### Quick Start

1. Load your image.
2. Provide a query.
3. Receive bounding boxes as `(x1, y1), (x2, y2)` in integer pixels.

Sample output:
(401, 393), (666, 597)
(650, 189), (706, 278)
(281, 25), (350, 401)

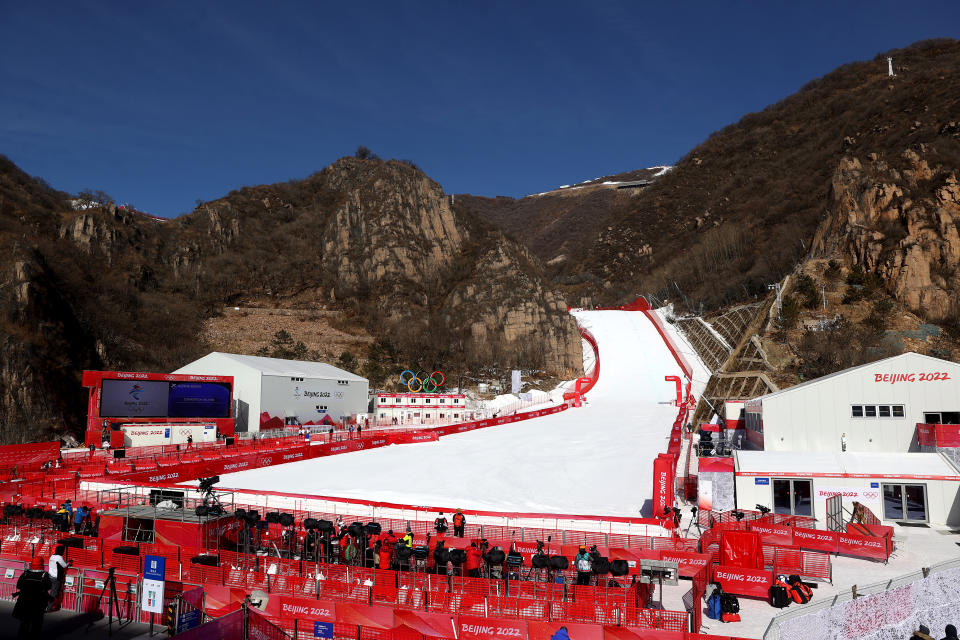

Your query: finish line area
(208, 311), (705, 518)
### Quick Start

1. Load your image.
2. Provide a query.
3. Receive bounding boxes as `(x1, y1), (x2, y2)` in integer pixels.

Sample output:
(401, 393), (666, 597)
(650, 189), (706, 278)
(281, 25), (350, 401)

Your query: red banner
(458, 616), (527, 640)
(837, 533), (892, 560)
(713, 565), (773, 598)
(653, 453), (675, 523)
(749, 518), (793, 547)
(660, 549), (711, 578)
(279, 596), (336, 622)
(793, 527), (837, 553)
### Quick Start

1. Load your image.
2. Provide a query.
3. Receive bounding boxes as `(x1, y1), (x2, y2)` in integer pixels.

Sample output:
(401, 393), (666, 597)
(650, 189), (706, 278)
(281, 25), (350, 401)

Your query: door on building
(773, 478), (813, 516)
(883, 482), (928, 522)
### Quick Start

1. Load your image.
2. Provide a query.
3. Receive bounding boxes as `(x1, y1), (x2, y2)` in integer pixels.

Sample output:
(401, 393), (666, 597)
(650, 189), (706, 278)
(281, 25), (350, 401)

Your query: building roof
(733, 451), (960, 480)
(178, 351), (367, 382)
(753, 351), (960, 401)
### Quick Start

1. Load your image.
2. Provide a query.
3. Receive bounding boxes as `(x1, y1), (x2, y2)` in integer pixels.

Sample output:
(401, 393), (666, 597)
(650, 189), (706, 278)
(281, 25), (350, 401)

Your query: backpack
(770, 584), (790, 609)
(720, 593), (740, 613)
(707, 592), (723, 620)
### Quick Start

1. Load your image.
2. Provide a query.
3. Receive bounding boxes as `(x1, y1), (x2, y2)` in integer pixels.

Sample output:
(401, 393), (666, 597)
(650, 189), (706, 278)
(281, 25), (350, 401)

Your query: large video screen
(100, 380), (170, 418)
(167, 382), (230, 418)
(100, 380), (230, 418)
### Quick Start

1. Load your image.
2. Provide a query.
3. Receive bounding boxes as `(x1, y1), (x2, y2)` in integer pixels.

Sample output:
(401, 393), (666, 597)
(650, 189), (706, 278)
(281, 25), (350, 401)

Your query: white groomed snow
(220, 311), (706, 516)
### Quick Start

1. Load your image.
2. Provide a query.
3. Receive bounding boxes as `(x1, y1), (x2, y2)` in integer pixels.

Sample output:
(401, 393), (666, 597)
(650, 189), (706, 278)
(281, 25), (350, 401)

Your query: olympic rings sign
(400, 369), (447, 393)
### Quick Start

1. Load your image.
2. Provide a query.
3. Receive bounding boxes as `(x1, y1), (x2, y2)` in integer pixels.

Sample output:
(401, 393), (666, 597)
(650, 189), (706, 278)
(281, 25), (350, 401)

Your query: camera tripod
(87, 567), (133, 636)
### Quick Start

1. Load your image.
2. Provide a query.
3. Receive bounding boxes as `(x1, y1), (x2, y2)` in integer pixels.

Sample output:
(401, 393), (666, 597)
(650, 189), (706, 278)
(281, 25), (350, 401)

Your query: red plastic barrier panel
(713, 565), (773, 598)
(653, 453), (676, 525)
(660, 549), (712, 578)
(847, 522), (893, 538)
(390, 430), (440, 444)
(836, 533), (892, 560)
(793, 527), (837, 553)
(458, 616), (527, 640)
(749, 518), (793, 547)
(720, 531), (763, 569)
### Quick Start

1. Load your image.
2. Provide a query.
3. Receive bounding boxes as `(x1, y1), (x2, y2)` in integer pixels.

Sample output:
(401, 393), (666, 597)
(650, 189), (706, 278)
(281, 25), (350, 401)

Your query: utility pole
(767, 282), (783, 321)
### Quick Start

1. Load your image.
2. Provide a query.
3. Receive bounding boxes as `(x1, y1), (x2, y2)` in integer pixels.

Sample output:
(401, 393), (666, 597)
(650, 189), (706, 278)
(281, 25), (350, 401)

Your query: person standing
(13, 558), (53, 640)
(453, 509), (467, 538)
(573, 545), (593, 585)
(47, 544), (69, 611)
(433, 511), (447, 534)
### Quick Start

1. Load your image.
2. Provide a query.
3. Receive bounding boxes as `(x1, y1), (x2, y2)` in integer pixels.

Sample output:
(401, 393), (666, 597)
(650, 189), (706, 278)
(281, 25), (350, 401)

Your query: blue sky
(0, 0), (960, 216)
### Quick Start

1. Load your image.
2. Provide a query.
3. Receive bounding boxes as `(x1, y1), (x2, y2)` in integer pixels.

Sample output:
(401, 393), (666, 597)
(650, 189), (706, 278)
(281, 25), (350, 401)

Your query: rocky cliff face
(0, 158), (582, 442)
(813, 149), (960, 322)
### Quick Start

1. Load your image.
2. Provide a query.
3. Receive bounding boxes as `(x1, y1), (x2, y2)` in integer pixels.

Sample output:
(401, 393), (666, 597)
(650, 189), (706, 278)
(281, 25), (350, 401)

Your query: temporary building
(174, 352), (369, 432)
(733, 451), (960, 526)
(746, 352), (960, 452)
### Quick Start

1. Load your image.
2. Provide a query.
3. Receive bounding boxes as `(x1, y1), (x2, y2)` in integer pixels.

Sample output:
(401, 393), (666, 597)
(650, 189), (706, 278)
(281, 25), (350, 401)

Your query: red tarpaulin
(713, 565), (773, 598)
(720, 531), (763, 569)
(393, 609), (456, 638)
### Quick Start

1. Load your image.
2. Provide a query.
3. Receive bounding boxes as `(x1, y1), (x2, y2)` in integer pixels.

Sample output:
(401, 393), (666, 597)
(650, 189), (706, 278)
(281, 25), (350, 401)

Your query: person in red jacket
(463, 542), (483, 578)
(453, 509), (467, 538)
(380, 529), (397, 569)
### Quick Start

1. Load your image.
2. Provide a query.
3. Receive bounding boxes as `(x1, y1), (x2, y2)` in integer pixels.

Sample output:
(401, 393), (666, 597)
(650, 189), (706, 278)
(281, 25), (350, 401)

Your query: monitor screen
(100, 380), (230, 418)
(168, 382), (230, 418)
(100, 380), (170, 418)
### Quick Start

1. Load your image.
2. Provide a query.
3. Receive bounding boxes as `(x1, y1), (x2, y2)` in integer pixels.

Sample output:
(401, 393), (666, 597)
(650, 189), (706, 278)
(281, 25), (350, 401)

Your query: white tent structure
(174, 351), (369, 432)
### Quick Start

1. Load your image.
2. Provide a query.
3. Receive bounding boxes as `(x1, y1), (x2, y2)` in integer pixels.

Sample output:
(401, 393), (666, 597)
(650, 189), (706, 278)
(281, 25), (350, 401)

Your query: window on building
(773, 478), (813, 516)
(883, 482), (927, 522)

-----

Prompt
State how many of the lines above contain the string "screen", where case matters. Give only the number.

Written reply
2